= DIRECTIVE A =
Set down word for word the part of the Nikolai Baskakov passage starting with "- Born: 8 May" and going on through "and portrait painting.".
= DIRECTIVE B =
In the records, starting with the first line and going on through the line with "left=711, top=237, right=753, bottom=293", change "Coordinates" to "Bounding boxes". Return only those lines, without the pictures.

= PROVIDED PASSAGE =
· · · · ·

- Born: 8 May 1918 Astrakhan, Soviet Russia
- Died: 14 October 1993 (aged 75) Saint Petersburg, Russia
- Education: Repin Institute of Arts
- Known for: Painting
- Movement: Realism

= Nikolai Baskakov (painter) =

Russian artist (1918–1993)

Nikolai Nikolaevich Baskakov (Никола́й Никола́евич Баска́ков; May 8, 1918 - October 14, 1993) was a Soviet painter, a member of the Saint Petersburg Union of Artists (before 1992 known as the Leningrad branch of Union of Artists of Russian Federation), who lived and worked in Leningrad, regarded as one of the leading representatives of the Leningrad school of painting, most famous for his genre and portrait painting.

== Biography ==

Nikolai Nikolaevich Baskakov was born May 8, 1918, in a village seven kilometers from the Astrakhan city on the Volga River. His father, Nikolai Evlampievich Baskakov, was a carpenter. His mother, Evdokiya Vasilievna, was a housewife raising their children – nine sons and two daughters.

From 1933 to 1939 Baskakov studied under the Russian art educator Pavel Vlasov in the Astrakhan School of Art. In 1939 he was drafted into the Red Army, having served in the Far East. There, in 1943, he participated in an art exhibition. His work Khabarovsk, the year 1942 was one among the thirty-eight works of artists of Khabarovsk that had been presented in the exhibition in Moscow.

Lenin in Kremlin, 1960

In 1945 Baskakov went to Leningrad and entered the Department of Painting of the Leningrad Institute of Painting, Sculpture and Architecture, where he studied under Leonid Ovsannikov, Boris Fogel, Genrikh Pavlovsky, and Alexander Zaytsev.

· · · · ·

Bounding box annotation records:
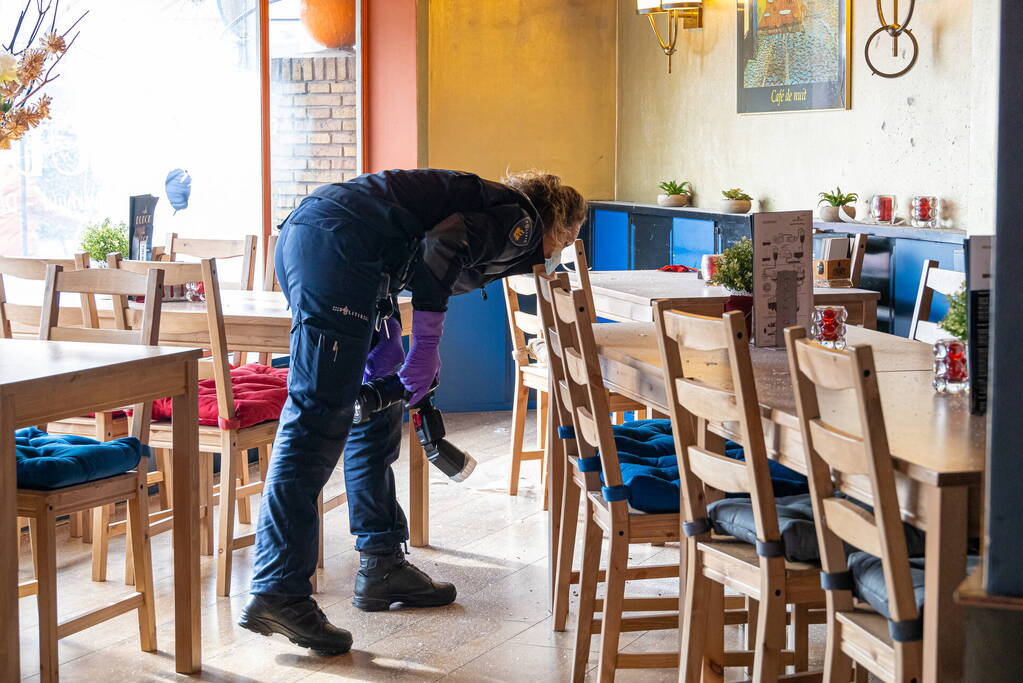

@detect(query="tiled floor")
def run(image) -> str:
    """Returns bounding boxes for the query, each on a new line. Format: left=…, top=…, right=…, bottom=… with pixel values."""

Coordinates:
left=20, top=413, right=819, bottom=683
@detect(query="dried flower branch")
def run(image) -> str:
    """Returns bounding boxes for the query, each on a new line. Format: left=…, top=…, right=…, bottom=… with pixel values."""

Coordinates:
left=0, top=0, right=88, bottom=149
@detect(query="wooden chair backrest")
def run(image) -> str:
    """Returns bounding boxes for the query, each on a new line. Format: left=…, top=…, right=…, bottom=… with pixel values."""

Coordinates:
left=909, top=259, right=966, bottom=344
left=0, top=254, right=99, bottom=339
left=654, top=301, right=781, bottom=557
left=785, top=327, right=919, bottom=622
left=39, top=264, right=164, bottom=439
left=110, top=254, right=242, bottom=428
left=164, top=232, right=259, bottom=291
left=849, top=232, right=866, bottom=287
left=263, top=234, right=280, bottom=291
left=550, top=284, right=629, bottom=521
left=501, top=275, right=542, bottom=367
left=533, top=266, right=599, bottom=474
left=562, top=239, right=596, bottom=322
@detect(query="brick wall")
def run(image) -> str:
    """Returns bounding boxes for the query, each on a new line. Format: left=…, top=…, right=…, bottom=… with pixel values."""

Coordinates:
left=270, top=52, right=357, bottom=227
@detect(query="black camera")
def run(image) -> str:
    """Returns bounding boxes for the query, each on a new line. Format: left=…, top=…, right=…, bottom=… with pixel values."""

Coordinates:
left=353, top=374, right=476, bottom=482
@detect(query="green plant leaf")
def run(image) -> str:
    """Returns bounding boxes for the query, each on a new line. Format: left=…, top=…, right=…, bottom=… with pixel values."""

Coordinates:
left=711, top=237, right=753, bottom=293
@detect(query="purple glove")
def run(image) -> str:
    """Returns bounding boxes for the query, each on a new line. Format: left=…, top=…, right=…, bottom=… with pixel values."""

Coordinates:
left=398, top=311, right=444, bottom=405
left=362, top=318, right=405, bottom=383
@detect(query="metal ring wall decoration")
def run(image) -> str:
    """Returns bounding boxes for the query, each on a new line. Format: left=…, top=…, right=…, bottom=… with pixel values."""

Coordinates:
left=863, top=0, right=920, bottom=79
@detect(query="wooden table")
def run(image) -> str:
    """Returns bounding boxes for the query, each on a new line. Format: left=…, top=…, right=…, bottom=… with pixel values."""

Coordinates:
left=0, top=339, right=202, bottom=681
left=589, top=270, right=881, bottom=329
left=594, top=323, right=986, bottom=682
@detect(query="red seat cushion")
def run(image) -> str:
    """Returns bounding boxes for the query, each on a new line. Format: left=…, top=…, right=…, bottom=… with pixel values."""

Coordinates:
left=152, top=363, right=287, bottom=429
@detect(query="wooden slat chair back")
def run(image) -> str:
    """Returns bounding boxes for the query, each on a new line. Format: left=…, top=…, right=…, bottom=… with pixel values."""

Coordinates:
left=501, top=275, right=549, bottom=507
left=0, top=254, right=99, bottom=339
left=909, top=259, right=966, bottom=344
left=654, top=301, right=824, bottom=681
left=17, top=264, right=163, bottom=681
left=538, top=276, right=679, bottom=682
left=164, top=232, right=259, bottom=290
left=562, top=239, right=596, bottom=322
left=786, top=327, right=923, bottom=681
left=105, top=253, right=347, bottom=596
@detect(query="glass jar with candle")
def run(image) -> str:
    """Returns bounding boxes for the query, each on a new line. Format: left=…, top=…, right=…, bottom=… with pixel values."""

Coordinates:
left=871, top=194, right=895, bottom=224
left=810, top=306, right=849, bottom=349
left=909, top=196, right=938, bottom=228
left=934, top=339, right=970, bottom=394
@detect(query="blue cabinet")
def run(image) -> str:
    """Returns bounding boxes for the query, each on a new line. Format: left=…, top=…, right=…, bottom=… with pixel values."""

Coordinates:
left=892, top=239, right=966, bottom=336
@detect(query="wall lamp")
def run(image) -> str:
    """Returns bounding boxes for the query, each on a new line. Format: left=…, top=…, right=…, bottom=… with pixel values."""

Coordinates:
left=636, top=0, right=703, bottom=74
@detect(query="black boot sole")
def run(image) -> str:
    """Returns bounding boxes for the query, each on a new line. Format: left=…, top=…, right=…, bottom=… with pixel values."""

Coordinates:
left=352, top=591, right=457, bottom=611
left=238, top=614, right=352, bottom=656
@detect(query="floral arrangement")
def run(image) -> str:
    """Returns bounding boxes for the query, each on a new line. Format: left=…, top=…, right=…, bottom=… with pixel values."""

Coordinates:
left=710, top=237, right=753, bottom=294
left=82, top=218, right=128, bottom=264
left=939, top=282, right=970, bottom=342
left=0, top=0, right=88, bottom=149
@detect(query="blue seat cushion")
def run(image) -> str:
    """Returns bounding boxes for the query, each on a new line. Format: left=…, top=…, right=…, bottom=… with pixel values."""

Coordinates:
left=560, top=419, right=807, bottom=513
left=847, top=550, right=980, bottom=619
left=14, top=427, right=148, bottom=491
left=707, top=494, right=820, bottom=562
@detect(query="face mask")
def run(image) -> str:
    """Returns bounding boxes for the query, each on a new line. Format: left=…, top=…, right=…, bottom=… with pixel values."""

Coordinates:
left=543, top=249, right=562, bottom=275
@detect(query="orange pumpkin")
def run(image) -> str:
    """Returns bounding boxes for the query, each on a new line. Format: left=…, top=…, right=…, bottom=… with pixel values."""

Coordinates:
left=299, top=0, right=355, bottom=49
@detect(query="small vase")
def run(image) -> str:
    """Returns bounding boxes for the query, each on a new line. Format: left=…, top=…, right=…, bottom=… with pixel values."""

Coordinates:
left=721, top=199, right=753, bottom=214
left=819, top=203, right=856, bottom=223
left=657, top=194, right=690, bottom=207
left=724, top=290, right=753, bottom=342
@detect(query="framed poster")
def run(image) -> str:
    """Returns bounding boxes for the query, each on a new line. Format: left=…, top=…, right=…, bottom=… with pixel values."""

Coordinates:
left=736, top=0, right=852, bottom=113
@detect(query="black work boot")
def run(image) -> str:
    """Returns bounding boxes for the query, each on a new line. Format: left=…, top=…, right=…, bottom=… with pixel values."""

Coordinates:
left=352, top=548, right=455, bottom=611
left=238, top=595, right=352, bottom=656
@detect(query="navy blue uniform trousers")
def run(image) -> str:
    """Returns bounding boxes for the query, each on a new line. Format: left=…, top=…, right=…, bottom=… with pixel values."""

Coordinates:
left=251, top=210, right=408, bottom=596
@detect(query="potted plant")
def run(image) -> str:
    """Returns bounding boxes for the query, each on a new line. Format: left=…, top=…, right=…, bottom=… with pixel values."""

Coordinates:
left=710, top=237, right=753, bottom=334
left=721, top=187, right=753, bottom=214
left=817, top=187, right=859, bottom=223
left=82, top=218, right=128, bottom=268
left=657, top=180, right=693, bottom=207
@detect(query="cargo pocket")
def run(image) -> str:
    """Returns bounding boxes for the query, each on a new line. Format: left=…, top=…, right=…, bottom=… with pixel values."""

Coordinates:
left=287, top=321, right=372, bottom=415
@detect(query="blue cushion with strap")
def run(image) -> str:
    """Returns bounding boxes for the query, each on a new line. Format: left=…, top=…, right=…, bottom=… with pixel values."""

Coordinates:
left=14, top=427, right=148, bottom=491
left=581, top=419, right=807, bottom=513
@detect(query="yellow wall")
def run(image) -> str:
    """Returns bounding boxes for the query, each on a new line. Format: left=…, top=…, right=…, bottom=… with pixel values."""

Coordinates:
left=617, top=0, right=997, bottom=233
left=419, top=0, right=616, bottom=198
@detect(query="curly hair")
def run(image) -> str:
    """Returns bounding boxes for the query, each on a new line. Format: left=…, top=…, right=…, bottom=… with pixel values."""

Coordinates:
left=501, top=169, right=586, bottom=244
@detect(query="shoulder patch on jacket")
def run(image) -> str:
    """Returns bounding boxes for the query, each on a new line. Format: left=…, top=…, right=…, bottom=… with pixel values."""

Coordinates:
left=508, top=216, right=533, bottom=246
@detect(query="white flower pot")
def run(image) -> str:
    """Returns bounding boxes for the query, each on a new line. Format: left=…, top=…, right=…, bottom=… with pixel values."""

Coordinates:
left=817, top=203, right=856, bottom=223
left=721, top=199, right=753, bottom=214
left=657, top=194, right=690, bottom=207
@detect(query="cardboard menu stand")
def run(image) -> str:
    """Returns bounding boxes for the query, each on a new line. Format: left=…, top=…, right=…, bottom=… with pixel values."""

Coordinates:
left=753, top=211, right=813, bottom=348
left=966, top=235, right=992, bottom=415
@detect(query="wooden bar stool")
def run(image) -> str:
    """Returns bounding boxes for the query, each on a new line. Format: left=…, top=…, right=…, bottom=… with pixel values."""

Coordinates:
left=17, top=265, right=163, bottom=681
left=0, top=254, right=109, bottom=543
left=550, top=280, right=679, bottom=681
left=909, top=259, right=966, bottom=344
left=785, top=327, right=923, bottom=683
left=654, top=302, right=825, bottom=683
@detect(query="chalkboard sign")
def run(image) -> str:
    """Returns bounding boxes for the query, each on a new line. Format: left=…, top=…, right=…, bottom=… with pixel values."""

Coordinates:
left=752, top=211, right=813, bottom=348
left=966, top=235, right=991, bottom=415
left=128, top=194, right=160, bottom=261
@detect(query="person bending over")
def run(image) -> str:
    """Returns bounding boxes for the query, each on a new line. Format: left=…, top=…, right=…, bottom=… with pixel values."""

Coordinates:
left=238, top=169, right=586, bottom=654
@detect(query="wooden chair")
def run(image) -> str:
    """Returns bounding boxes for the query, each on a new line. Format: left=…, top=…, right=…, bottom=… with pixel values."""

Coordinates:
left=654, top=302, right=825, bottom=683
left=0, top=254, right=109, bottom=543
left=543, top=280, right=679, bottom=681
left=785, top=327, right=923, bottom=683
left=17, top=259, right=163, bottom=681
left=159, top=232, right=259, bottom=291
left=909, top=259, right=966, bottom=344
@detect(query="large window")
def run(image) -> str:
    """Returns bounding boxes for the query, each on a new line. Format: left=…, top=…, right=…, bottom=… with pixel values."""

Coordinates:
left=0, top=0, right=358, bottom=256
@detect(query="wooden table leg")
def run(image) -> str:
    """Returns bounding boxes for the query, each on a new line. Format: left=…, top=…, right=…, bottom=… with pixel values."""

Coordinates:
left=0, top=399, right=21, bottom=681
left=171, top=360, right=203, bottom=674
left=408, top=415, right=430, bottom=548
left=924, top=487, right=970, bottom=683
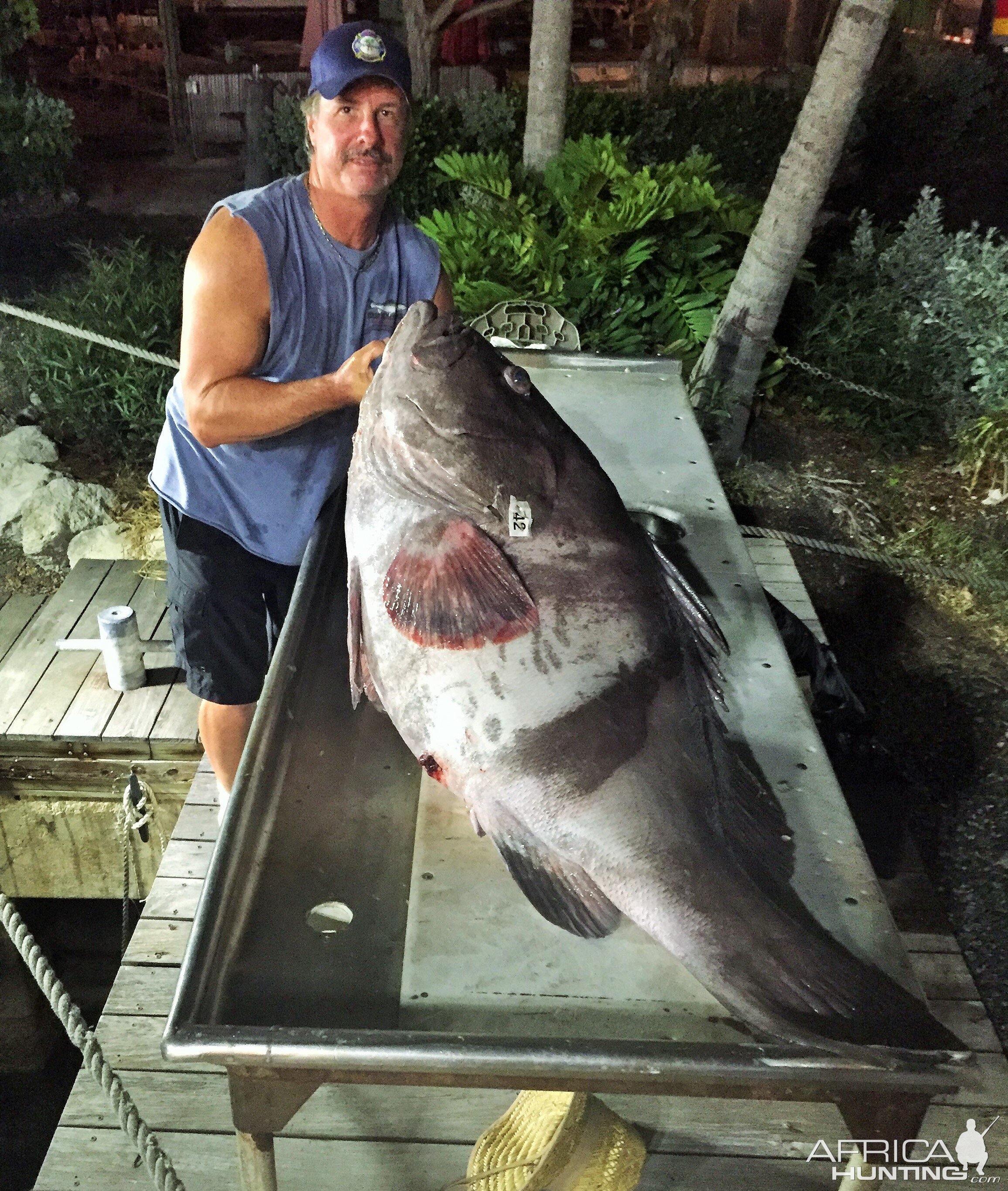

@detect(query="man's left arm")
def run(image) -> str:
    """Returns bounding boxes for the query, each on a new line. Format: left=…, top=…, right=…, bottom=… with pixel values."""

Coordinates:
left=431, top=269, right=454, bottom=315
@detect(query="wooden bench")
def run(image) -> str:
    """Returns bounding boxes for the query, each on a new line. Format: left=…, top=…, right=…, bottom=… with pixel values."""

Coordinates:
left=0, top=558, right=202, bottom=897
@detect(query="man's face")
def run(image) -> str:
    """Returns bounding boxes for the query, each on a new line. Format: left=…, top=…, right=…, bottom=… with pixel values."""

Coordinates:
left=307, top=79, right=410, bottom=199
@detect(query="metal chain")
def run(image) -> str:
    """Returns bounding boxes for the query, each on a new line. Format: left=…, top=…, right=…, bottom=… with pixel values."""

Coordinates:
left=739, top=525, right=1008, bottom=592
left=784, top=354, right=901, bottom=405
left=116, top=773, right=165, bottom=955
left=0, top=301, right=181, bottom=368
left=0, top=893, right=186, bottom=1191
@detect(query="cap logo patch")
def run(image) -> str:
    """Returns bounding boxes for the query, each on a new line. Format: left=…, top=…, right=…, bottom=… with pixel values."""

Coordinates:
left=355, top=29, right=386, bottom=62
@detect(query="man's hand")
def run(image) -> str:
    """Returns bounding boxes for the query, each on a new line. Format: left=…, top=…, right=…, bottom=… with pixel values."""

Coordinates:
left=332, top=339, right=388, bottom=408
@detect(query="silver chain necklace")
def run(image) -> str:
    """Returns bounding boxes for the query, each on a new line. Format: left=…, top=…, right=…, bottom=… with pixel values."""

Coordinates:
left=304, top=174, right=382, bottom=271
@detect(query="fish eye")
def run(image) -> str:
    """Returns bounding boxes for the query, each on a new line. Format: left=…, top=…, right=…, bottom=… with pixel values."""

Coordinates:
left=503, top=364, right=532, bottom=397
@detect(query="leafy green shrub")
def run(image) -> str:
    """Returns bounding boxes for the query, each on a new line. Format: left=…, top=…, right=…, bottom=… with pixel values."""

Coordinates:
left=13, top=240, right=182, bottom=459
left=0, top=79, right=76, bottom=198
left=419, top=136, right=756, bottom=356
left=795, top=191, right=1008, bottom=452
left=262, top=92, right=308, bottom=178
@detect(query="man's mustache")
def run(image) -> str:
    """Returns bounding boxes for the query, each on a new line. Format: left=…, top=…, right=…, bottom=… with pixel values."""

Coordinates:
left=340, top=145, right=392, bottom=165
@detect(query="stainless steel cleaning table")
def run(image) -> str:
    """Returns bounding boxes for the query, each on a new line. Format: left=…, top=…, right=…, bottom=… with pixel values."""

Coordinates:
left=163, top=351, right=960, bottom=1191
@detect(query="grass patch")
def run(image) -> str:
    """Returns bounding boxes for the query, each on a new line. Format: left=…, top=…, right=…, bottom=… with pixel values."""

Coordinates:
left=0, top=240, right=183, bottom=463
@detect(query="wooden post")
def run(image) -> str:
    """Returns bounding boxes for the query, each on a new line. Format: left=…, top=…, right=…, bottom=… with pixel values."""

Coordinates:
left=235, top=1129, right=277, bottom=1191
left=244, top=65, right=274, bottom=191
left=157, top=0, right=188, bottom=152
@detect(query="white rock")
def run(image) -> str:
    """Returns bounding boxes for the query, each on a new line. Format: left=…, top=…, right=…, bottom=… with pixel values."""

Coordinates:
left=67, top=522, right=130, bottom=567
left=67, top=522, right=164, bottom=567
left=0, top=426, right=59, bottom=467
left=0, top=455, right=52, bottom=534
left=21, top=475, right=114, bottom=554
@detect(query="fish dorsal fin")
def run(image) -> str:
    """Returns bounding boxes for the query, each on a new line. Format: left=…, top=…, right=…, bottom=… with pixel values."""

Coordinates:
left=647, top=534, right=731, bottom=706
left=382, top=517, right=539, bottom=649
left=478, top=803, right=620, bottom=938
left=649, top=535, right=794, bottom=890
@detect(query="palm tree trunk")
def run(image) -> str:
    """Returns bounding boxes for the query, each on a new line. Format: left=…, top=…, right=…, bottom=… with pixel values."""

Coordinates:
left=524, top=0, right=574, bottom=170
left=691, top=0, right=895, bottom=459
left=402, top=0, right=437, bottom=96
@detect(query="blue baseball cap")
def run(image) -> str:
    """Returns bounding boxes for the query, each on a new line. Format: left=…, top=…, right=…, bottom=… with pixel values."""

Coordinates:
left=308, top=20, right=413, bottom=100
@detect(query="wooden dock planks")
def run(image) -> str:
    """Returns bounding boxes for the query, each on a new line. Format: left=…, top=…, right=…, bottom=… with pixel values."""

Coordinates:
left=0, top=558, right=201, bottom=760
left=0, top=560, right=201, bottom=897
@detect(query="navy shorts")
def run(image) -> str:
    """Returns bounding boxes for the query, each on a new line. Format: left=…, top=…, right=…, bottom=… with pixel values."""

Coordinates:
left=161, top=500, right=297, bottom=704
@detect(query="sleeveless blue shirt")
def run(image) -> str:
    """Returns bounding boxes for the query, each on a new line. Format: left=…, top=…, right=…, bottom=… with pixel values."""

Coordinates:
left=150, top=176, right=441, bottom=566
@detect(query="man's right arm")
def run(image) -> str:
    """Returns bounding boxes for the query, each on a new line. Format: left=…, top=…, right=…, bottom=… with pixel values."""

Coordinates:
left=178, top=209, right=384, bottom=447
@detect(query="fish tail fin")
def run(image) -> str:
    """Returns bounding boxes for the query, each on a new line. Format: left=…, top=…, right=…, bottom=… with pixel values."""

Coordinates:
left=680, top=889, right=967, bottom=1061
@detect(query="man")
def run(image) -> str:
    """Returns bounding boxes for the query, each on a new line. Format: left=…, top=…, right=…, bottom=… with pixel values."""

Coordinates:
left=150, top=21, right=452, bottom=805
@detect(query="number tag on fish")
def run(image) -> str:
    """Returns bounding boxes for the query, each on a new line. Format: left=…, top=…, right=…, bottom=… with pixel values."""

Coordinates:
left=507, top=496, right=532, bottom=537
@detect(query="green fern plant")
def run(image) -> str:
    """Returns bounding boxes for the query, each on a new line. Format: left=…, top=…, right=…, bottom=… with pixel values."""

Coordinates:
left=419, top=134, right=758, bottom=359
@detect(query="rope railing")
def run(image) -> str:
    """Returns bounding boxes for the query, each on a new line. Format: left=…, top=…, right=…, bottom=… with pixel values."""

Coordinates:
left=0, top=893, right=186, bottom=1191
left=0, top=301, right=180, bottom=368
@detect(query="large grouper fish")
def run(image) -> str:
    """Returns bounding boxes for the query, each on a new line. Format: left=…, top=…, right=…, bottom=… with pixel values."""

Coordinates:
left=346, top=302, right=963, bottom=1061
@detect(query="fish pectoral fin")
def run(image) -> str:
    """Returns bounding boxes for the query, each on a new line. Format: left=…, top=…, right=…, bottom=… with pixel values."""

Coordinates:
left=480, top=809, right=620, bottom=938
left=346, top=558, right=364, bottom=708
left=383, top=517, right=539, bottom=649
left=346, top=562, right=384, bottom=712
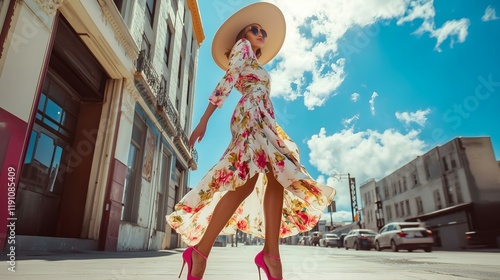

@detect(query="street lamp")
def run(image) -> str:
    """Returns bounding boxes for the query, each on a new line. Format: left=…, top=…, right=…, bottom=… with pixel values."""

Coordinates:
left=375, top=200, right=385, bottom=230
left=330, top=173, right=358, bottom=222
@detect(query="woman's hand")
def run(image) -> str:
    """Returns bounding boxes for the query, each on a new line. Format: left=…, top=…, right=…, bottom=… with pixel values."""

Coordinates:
left=189, top=121, right=207, bottom=149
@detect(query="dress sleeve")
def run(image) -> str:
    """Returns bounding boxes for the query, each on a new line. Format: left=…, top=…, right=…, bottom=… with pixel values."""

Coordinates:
left=208, top=38, right=251, bottom=108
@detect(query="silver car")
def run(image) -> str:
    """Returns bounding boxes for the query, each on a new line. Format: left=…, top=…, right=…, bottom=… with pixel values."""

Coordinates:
left=375, top=222, right=434, bottom=252
left=344, top=229, right=377, bottom=250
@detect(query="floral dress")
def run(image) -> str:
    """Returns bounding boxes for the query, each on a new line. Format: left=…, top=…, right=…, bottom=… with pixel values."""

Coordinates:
left=166, top=39, right=335, bottom=246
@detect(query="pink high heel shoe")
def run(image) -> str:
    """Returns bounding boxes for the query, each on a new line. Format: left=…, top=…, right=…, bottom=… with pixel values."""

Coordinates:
left=178, top=246, right=207, bottom=280
left=255, top=251, right=283, bottom=280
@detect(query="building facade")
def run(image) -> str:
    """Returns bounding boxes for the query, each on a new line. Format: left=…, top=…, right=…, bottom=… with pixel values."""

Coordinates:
left=360, top=137, right=500, bottom=250
left=0, top=0, right=204, bottom=250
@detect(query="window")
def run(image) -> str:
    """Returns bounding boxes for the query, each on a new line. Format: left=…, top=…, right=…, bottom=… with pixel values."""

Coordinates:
left=170, top=0, right=179, bottom=13
left=455, top=181, right=464, bottom=203
left=177, top=56, right=184, bottom=88
left=415, top=197, right=424, bottom=214
left=156, top=147, right=171, bottom=232
left=141, top=33, right=151, bottom=59
left=443, top=175, right=455, bottom=205
left=434, top=190, right=443, bottom=210
left=122, top=114, right=147, bottom=223
left=442, top=157, right=449, bottom=171
left=385, top=205, right=392, bottom=221
left=413, top=171, right=418, bottom=187
left=164, top=25, right=172, bottom=68
left=22, top=76, right=80, bottom=195
left=146, top=0, right=156, bottom=26
left=424, top=159, right=431, bottom=179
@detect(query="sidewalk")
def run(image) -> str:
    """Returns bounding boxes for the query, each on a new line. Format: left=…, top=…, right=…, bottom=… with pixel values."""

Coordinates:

· · · · ·

= TASK OUTPUT A =
- Born: 8 May 1918 Astrakhan, Soviet Russia
- Died: 14 October 1993 (aged 75) Saint Petersburg, Russia
- Education: Repin Institute of Arts
- Known for: Painting
- Movement: Realism

= Nikolai Baskakov (painter) =

Russian artist (1918–1993)

Nikolai Nikolaevich Baskakov (Никола́й Никола́евич Баска́ков; May 8, 1918 - October 14, 1993) was a Soviet painter, a member of the Saint Petersburg Union of Artists (before 1992 known as the Leningrad branch of Union of Artists of Russian Federation), who lived and worked in Leningrad, regarded as one of the leading representatives of the Leningrad school of painting, most famous for his genre and portrait painting.

= TASK OUTPUT B =
@detect(query="tiled floor")
def run(image) -> str:
    """Returns bounding boxes for the query, each on a new line. Format: left=…, top=…, right=…, bottom=… with pixel values."""

Bounding boxes:
left=20, top=413, right=819, bottom=683
@detect(query="dried flower branch")
def run(image) -> str:
    """Returns bounding boxes for the query, each on a new line. Format: left=…, top=…, right=…, bottom=… with pixel values."""

Bounding boxes:
left=0, top=0, right=88, bottom=149
@detect(query="wooden chair backrest")
def run(image) -> str:
    """Returns bounding boxes for the query, each on a new line. Format: left=…, top=…, right=…, bottom=… with pixel values."""

Bounding boxes:
left=909, top=259, right=966, bottom=344
left=0, top=254, right=99, bottom=339
left=654, top=301, right=781, bottom=557
left=785, top=327, right=919, bottom=622
left=39, top=264, right=164, bottom=439
left=110, top=254, right=242, bottom=428
left=164, top=232, right=259, bottom=291
left=849, top=232, right=866, bottom=287
left=263, top=234, right=280, bottom=291
left=550, top=284, right=629, bottom=521
left=501, top=275, right=542, bottom=367
left=533, top=266, right=599, bottom=474
left=562, top=239, right=596, bottom=322
@detect(query="brick wall")
def run(image) -> str:
    """Returns bounding boxes for the query, each on a new line. Format: left=…, top=…, right=…, bottom=… with pixel values."""

Bounding boxes:
left=270, top=52, right=357, bottom=227
@detect(query="black camera")
def run(image) -> str:
    """Returns bounding boxes for the query, each on a new line. Format: left=…, top=…, right=…, bottom=… with pixel values."""

Bounding boxes:
left=353, top=374, right=476, bottom=482
@detect(query="green plant leaf")
def run(image) -> str:
    """Returns bounding boxes for the query, each on a new line. Format: left=…, top=…, right=…, bottom=… with pixel values."""

Bounding boxes:
left=711, top=237, right=753, bottom=293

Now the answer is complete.